— START OF Record list —

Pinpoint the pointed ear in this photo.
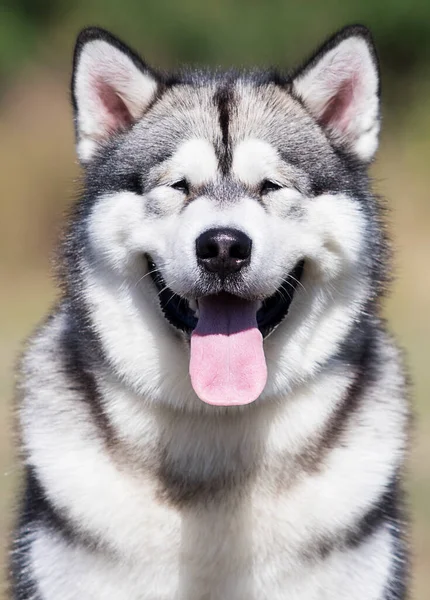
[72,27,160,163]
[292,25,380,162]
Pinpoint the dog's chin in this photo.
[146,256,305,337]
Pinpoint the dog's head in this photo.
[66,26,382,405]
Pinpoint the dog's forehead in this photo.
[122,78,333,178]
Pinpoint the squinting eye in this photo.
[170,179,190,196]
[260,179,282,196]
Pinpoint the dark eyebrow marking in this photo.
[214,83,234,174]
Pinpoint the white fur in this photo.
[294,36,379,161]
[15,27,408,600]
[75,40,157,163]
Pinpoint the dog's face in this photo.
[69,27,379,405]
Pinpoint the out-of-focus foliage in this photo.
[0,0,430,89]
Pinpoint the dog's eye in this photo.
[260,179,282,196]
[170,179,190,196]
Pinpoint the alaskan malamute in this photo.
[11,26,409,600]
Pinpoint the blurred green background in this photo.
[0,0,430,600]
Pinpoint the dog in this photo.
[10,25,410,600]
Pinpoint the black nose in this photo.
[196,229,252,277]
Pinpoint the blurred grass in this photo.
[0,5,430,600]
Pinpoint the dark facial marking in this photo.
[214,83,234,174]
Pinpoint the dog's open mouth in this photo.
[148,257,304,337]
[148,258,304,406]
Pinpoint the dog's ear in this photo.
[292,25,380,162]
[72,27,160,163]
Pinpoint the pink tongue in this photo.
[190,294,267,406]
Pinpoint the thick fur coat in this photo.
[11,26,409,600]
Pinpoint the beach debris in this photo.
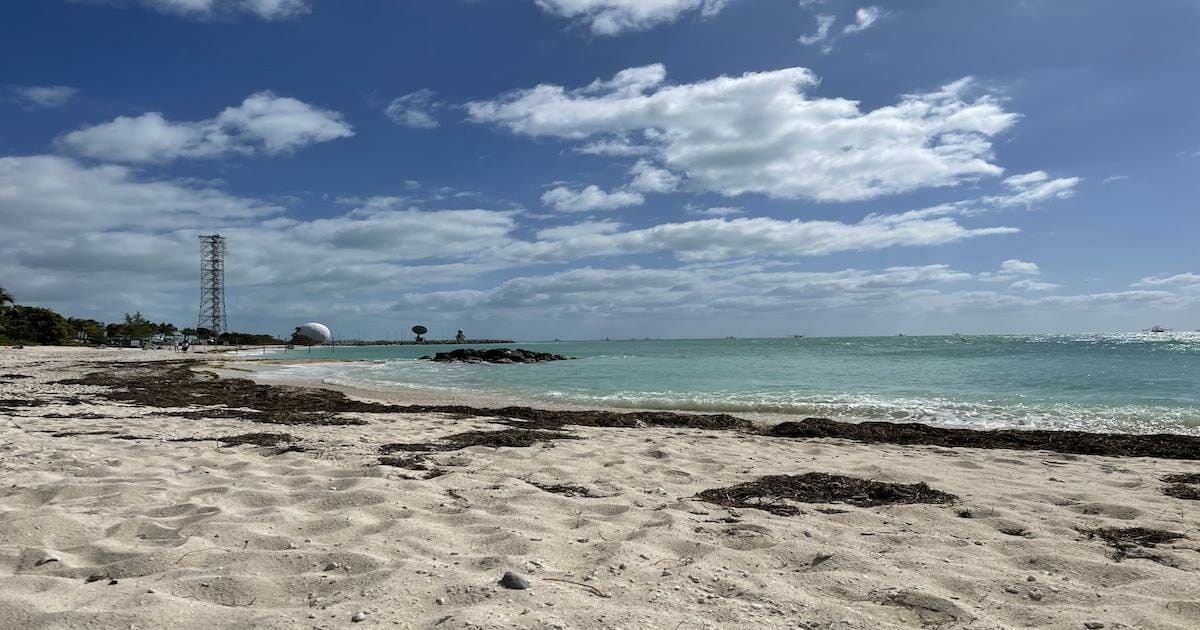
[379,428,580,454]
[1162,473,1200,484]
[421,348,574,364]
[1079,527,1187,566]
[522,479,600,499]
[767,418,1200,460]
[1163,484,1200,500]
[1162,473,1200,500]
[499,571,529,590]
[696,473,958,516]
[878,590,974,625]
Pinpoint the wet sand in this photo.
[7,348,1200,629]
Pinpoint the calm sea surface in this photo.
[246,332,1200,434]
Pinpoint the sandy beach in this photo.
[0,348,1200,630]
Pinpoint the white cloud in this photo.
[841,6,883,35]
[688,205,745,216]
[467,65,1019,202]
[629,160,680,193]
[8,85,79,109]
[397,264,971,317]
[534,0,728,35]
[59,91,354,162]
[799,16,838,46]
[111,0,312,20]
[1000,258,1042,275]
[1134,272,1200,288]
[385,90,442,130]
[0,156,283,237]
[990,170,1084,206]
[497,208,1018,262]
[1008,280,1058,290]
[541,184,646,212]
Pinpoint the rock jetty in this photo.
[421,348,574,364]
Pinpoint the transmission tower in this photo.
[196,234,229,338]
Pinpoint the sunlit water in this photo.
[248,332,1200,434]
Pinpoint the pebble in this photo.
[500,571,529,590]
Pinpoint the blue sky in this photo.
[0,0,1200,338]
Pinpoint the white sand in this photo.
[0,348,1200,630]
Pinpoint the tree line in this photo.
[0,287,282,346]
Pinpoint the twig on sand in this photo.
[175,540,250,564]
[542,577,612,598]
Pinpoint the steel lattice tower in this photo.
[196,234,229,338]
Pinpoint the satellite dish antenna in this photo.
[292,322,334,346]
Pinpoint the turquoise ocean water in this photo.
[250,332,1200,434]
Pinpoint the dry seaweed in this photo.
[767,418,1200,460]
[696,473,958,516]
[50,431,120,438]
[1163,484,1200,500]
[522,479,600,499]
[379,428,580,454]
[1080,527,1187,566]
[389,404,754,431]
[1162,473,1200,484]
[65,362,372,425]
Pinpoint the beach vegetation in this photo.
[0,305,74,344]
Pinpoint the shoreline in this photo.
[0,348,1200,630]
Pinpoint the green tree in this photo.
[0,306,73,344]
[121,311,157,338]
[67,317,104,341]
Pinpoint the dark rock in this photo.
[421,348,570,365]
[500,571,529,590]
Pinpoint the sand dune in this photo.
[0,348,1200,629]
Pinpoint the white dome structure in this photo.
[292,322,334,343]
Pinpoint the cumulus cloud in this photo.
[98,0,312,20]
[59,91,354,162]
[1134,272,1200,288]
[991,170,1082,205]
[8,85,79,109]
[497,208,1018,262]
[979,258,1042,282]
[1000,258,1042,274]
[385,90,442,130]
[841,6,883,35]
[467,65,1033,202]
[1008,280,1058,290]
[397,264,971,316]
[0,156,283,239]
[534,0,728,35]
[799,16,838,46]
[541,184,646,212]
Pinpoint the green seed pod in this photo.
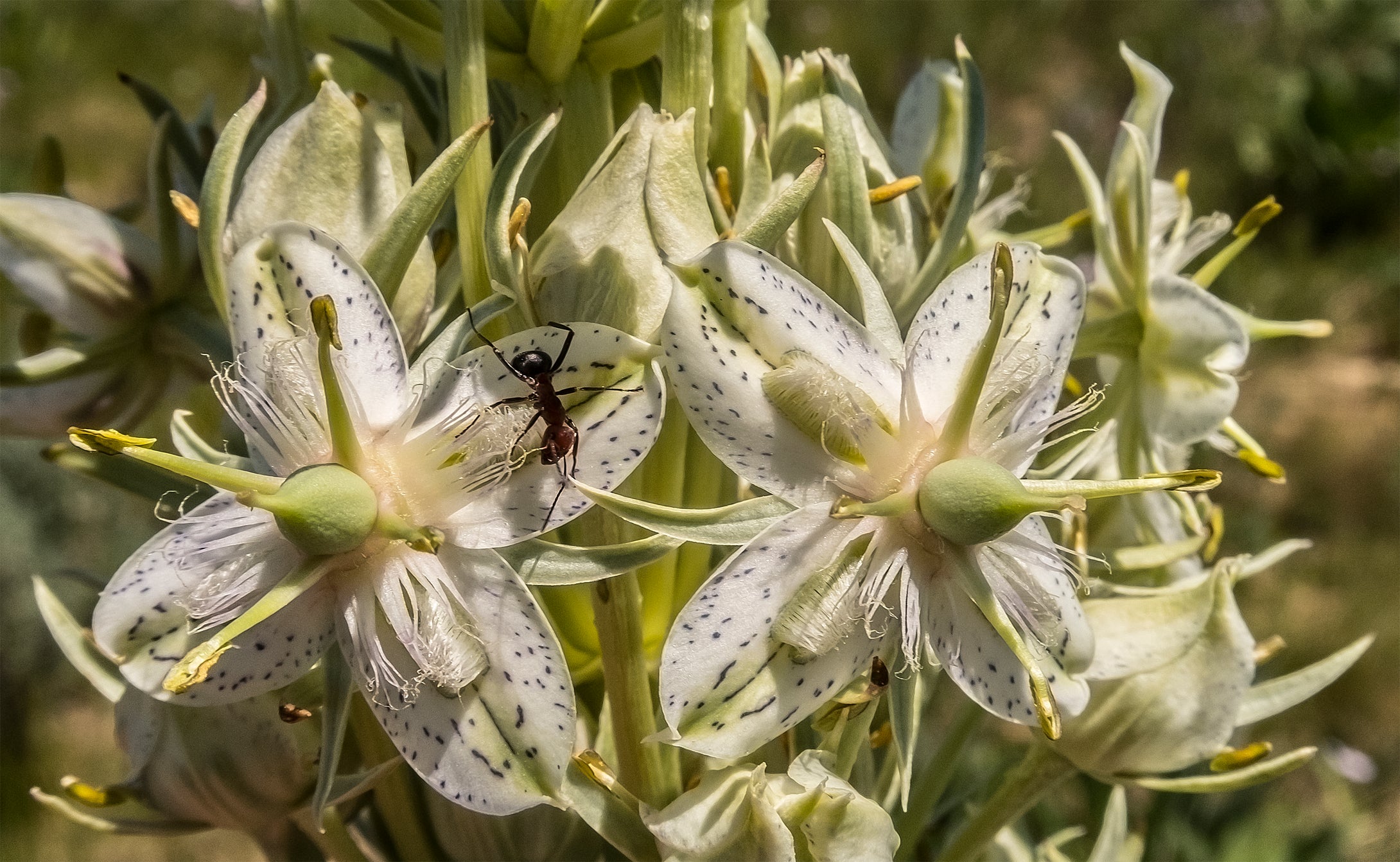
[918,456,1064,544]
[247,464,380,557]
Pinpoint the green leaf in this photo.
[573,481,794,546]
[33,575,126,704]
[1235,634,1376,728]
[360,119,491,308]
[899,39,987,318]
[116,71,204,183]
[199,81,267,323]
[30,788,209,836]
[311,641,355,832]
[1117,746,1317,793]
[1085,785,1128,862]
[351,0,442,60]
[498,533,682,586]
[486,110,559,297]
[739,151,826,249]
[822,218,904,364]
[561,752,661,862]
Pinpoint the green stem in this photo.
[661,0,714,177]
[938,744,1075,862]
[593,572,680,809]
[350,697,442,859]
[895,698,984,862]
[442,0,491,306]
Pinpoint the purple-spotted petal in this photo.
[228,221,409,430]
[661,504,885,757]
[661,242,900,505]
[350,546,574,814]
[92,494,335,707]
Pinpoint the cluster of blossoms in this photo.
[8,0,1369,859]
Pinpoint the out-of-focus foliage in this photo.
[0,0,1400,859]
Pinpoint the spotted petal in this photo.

— END OF Record list —

**What is required:** Only what runs from the line containing "Pinpoint the dark rock in this photo." through the end of the entries above should be extracted, exactly and without pictures.

**Exercise output:**
Pinpoint the dark rock in this photo.
[421,348,570,365]
[500,571,529,590]
Pinpoint the sand dune in this photo.
[0,348,1200,629]
Pinpoint the white dome structure in this photo.
[292,322,334,343]
Pinpoint the cumulus cloud in this photo.
[98,0,312,20]
[59,91,354,162]
[1134,272,1200,288]
[991,170,1082,205]
[8,85,79,109]
[497,208,1018,262]
[979,258,1042,282]
[1000,258,1042,274]
[385,90,442,130]
[841,6,883,35]
[467,65,1033,202]
[1008,280,1058,290]
[397,264,971,316]
[0,156,283,239]
[534,0,728,35]
[799,16,838,46]
[541,184,646,212]
Pinpoint the green seed pod in this photo.
[918,456,1064,544]
[247,464,380,557]
Pinpoint the green leaf in this photo.
[573,481,794,546]
[33,575,126,704]
[1235,634,1376,728]
[360,119,491,308]
[899,39,987,318]
[116,71,204,183]
[199,81,267,323]
[30,788,209,836]
[311,641,355,832]
[1117,746,1317,793]
[1085,785,1128,862]
[351,0,442,60]
[498,533,682,586]
[486,110,559,297]
[739,151,826,249]
[822,218,904,364]
[561,752,661,862]
Pinpoint the green stem in this photo.
[661,0,714,177]
[938,744,1075,862]
[593,572,680,809]
[350,697,442,859]
[895,698,984,862]
[442,0,491,306]
Pinpoint the purple-spotted petal in this photo.
[228,221,409,430]
[661,504,885,757]
[661,242,900,505]
[350,546,574,814]
[92,494,335,707]
Pinpoint the cluster of blossoms in this photo.
[8,0,1369,859]
Pinpoint the out-of-focus foliage in this photo.
[0,0,1400,859]
Pinpoint the spotted petal in this photo.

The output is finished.